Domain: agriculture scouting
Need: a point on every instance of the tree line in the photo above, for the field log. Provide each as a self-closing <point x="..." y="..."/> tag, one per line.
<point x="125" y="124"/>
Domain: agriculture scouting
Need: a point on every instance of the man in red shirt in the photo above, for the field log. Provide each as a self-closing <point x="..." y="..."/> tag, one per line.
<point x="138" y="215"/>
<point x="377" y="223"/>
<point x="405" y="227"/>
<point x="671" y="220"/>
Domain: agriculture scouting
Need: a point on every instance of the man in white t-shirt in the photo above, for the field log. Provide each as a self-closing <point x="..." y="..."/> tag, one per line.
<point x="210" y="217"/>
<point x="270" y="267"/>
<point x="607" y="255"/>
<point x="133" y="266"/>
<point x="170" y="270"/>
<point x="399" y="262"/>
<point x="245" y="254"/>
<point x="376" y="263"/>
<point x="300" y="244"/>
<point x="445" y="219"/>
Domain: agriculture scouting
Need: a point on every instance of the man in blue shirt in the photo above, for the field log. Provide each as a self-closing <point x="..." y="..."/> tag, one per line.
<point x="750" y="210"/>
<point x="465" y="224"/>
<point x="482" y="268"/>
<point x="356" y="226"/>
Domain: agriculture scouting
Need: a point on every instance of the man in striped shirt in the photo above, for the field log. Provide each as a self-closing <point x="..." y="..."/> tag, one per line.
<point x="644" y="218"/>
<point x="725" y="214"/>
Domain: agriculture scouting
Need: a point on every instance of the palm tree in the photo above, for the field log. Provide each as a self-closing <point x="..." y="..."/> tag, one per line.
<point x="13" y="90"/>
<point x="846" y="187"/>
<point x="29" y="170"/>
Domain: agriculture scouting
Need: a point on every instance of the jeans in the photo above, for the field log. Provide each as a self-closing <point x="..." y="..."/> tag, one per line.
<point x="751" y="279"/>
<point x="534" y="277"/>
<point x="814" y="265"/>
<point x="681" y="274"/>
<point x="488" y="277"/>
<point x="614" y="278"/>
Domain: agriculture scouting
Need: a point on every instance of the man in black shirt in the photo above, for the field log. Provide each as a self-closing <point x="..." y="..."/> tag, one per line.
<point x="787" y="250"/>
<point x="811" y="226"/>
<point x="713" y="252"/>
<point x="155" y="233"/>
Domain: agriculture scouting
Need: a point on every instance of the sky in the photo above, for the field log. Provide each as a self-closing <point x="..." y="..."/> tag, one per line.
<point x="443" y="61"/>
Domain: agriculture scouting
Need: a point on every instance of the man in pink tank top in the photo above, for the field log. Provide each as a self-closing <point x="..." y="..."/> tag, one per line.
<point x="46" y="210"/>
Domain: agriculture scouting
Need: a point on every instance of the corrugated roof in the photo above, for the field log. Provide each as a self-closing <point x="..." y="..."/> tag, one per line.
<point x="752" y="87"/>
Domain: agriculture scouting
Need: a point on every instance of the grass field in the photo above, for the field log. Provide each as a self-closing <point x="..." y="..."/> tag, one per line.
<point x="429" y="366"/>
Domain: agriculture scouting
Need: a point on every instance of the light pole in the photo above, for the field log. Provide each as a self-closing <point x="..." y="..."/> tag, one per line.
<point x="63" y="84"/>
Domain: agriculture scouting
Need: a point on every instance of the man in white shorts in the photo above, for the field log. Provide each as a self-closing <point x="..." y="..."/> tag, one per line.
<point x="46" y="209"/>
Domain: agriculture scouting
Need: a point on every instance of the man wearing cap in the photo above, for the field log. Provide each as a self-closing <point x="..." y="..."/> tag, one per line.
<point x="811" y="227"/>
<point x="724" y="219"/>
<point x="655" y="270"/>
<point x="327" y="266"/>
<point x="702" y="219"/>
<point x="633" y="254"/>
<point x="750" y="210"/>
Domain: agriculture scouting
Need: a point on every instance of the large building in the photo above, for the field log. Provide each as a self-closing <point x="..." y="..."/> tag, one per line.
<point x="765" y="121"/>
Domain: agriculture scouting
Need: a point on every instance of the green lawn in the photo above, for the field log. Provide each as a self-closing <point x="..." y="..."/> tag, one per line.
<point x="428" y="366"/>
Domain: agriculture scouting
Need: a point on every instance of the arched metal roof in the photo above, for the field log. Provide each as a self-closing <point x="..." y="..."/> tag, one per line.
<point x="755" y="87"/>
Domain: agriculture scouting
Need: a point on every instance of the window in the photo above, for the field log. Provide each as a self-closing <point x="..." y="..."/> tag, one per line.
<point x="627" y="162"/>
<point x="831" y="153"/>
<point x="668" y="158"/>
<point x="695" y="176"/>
• • • • • • •
◆ Work instructions ◆
Write all the entries again precisely as they were given.

◆ Your solution ◆
Domain: agriculture scouting
Need: a point on every instance of the tree line in the photo above, for the field log. Provide each as a self-closing <point x="..." y="..."/> tag, one per line.
<point x="125" y="124"/>
Domain: agriculture scouting
Need: a point on every instance of the man in red shirt in the photo above, for the field log. Provide each as a self-closing <point x="..." y="..."/> tag, one per line.
<point x="138" y="215"/>
<point x="377" y="223"/>
<point x="405" y="227"/>
<point x="671" y="220"/>
Domain: agriculture scouting
Need: a point on every instance of the man in white t-shirt in the photo above, for the field log. Provide each as a self-closing <point x="..." y="..."/> tag, one per line.
<point x="210" y="217"/>
<point x="270" y="267"/>
<point x="607" y="255"/>
<point x="133" y="266"/>
<point x="170" y="270"/>
<point x="399" y="262"/>
<point x="245" y="254"/>
<point x="376" y="263"/>
<point x="300" y="244"/>
<point x="445" y="219"/>
Domain: agriculture scouting
Need: a point on every instance of the man in blue shirt in the photo above, for the field log. Provide each as a self-closing <point x="..." y="..."/> tag, one per line.
<point x="750" y="210"/>
<point x="465" y="224"/>
<point x="482" y="268"/>
<point x="356" y="226"/>
Domain: agriculture scouting
Need: a point on every instance of the man in striped shirt in the photo above, for the field log. Provide each as a self-closing <point x="..." y="..."/> tag, one per line.
<point x="644" y="218"/>
<point x="725" y="214"/>
Domain: agriculture scouting
Need: a point on every instance of the palm tree in the photo above, for the field log. Provide each as a self-closing <point x="..." y="..."/> tag, one per line.
<point x="13" y="90"/>
<point x="846" y="187"/>
<point x="29" y="170"/>
Domain: agriculture scouting
Need: a point on every instance of the jeans in the photo above, for the field log. Provide each as a self-closing <point x="..." y="..."/> tag, one per line.
<point x="751" y="279"/>
<point x="534" y="277"/>
<point x="814" y="265"/>
<point x="681" y="274"/>
<point x="488" y="277"/>
<point x="614" y="278"/>
Domain: agriculture scouting
Need: a point on every instance of the man in black shirt in the photo above, for the field log. Provide each as a self-closing <point x="..." y="..."/> tag, one per line.
<point x="787" y="250"/>
<point x="811" y="226"/>
<point x="713" y="252"/>
<point x="155" y="233"/>
Domain: agriculture scouting
Need: a point on every instance of the sky in the photo above, for the field log. Provide each as a self-closing <point x="..." y="..."/> tag, one per line.
<point x="443" y="61"/>
Domain: agriculture scouting
Need: a point on every instance of the man in pink tank top in the photo above, for the field log. Provide each as a self-closing <point x="..." y="..."/> tag, one per line.
<point x="46" y="210"/>
Domain: agriculture scouting
Need: a point on every instance of the corrugated roof in the photo above, for the field log. Provide each as a self-closing <point x="..." y="..."/> tag, one per line.
<point x="752" y="87"/>
Domain: agriculture scouting
Need: a point on every instance of the grass field in the photo above, for the field log. Provide each as a self-closing <point x="..." y="..."/> tag, one per line.
<point x="429" y="366"/>
Domain: agriculture scouting
Need: a point on every instance of the light pole in the photo above, for the field log. Provide each as a self-closing <point x="..." y="..."/> tag, one per line.
<point x="63" y="84"/>
Domain: agriculture scouting
Need: a point on every instance of the man in white shorts in the photo above, for the field log. Provide each as a self-closing <point x="..." y="..."/> tag, one per line.
<point x="46" y="209"/>
Domain: agriculture scouting
Need: a point on every instance of the man wearing cap in the photo above, for the field log. Provide each as a self-closing <point x="..." y="..."/> tag, one per line.
<point x="811" y="227"/>
<point x="724" y="219"/>
<point x="655" y="270"/>
<point x="327" y="266"/>
<point x="702" y="219"/>
<point x="633" y="254"/>
<point x="750" y="210"/>
Domain: agriculture scouting
Need: a point on every instance of the large building in the photo above, for the field log. Provide each as a self-closing <point x="..." y="..."/> tag, one per line.
<point x="765" y="121"/>
Domain: agriculture scouting
Need: a point on every instance of the green lawn in the photo above, for the field log. Provide each as a self-closing <point x="..." y="..."/> tag, one per line.
<point x="428" y="366"/>
Domain: agriculture scouting
Need: a point on every instance of the arched metal roof in the photo above, for the field log. Provide each as a self-closing <point x="..." y="..."/> tag, one per line.
<point x="755" y="87"/>
Domain: agriculture scouting
Need: a point on every instance of the window in the photo above, for the field log. Provide each as a self-closing <point x="..." y="..."/> tag, one per line.
<point x="627" y="162"/>
<point x="831" y="153"/>
<point x="668" y="158"/>
<point x="695" y="176"/>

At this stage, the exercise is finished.